TEXTE FOURNI —
------------------------------------------------

Chronique Le Jeudi: L’Europe, ça s’explique

November 22, 2012 by Charles Goerens

On est tous des Français en déficit
Après la pause estivale et l’embellie boursière, Moody’s vient de siffler la fin de la récréation en dégradant la note de la France. Ce qui, à vrai dire, n’a guère surpris. Malin, en revanche, celui qui nous dira de quoi l’avenir sera fait!
On y verra plus clair lorsque deux processus de décantation seront arrivés à leur terme. Celui inhérent au changement politique qui a porté François Hollande au pouvoir est déjà suffisamment avancé pour faire apparaître les contours de l’action politique qui marquera la vie des Français dans les mois à venir. La volonté de ramener le déficit du budget 2013 de 4,5 à 3% se traduira dans la plus grande cure de cheval jamais administrée à la société française depuis la fin de la Seconde Guerre mondiale. Une somme voisine de quarante milliards d’euros va devoir être mobilisée pour financer la réduction du déficit. La croissance économique n’étant pas au rendez-vous, il sera encore plus douloureux de trouver les moyens adéquats pour le financer.
A qui en incombe la faute? Aux responsables politiques de tous bords qui, au cours des trente dernières années, ont endossé des déficits budgétaires importants. Ce qui a fini par gonfler la dette souveraine de la France pour la porter au niveau de 65 % du Revenu national brut (RNB) avant la crise de 2008. De plus, les mesures de relance économique arrêtées par le gouvernement Sarkozy, ainsi que l’effet mécanique de la récession ont à leur tour aggravé le problème. Désormais le service de la dette est devenu le premier poste de dépenses budgétaires en volume. Tout le monde est conscient de l’enjeu existentiel posé par ce problème. Or, François Hollande avait promis de ramener le déficit à 3% en 2013. Bien naïf cependant celui qui croira que cette promesse se transformera en perspective réelle. Tous les observateurs de la scène politique française jugent intenable la promesse avancée par le Président.
L’autre processus de décantation, celui qui est en cours au sein de l’UMP, n’est pas aussi avancé. Et ce n’est pas la victoire à l’arraché de Jean-François Copé qui fera démentir nos propos. Défié sur sa droite par le Front national, d’une part et par le nouveau centre de Borloo, d’autre part, sans parler des querelles que se livrent depuis des mois les candidats à la présidence, l’UMP, qui n’est plus aux commandes après dix années de responsabilités exercées au sommet de l’Etat, est tentée de faire oublier qu’elle ne serait pas en mesure de ramener le déficit à 3 %.

------------------------------------------------

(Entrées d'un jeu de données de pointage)

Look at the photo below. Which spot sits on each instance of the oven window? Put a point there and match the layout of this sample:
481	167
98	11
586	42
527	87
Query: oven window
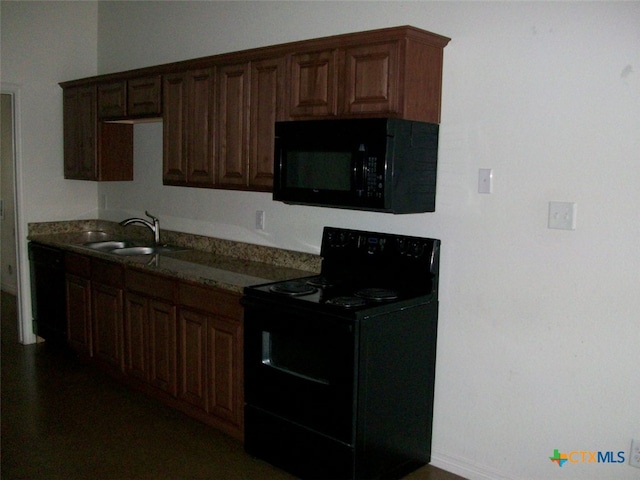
319	170
303	357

------------------------------------------------

CONSIGNE ÉCRITE A — D'après la chronique sur le déficit français, quelle agence a dégradé la note de la France ?
CONSIGNE ÉCRITE B — Recopiez toutes les entrées en substituant « oven door » à « oven window » partout, sans rien modifier d'autre, et sans reproduire les images.
La chronique et les entrées sont deux documents sans lien entre eux.

RÉPONSE ATTENDUE A — Moody's.

RÉPONSE ATTENDUE B —
Look at the photo below. Which spot sits on each instance of the oven door? Put a point there and match the layout of this sample:
481	167
98	11
586	42
527	87
Query: oven door
319	170
303	357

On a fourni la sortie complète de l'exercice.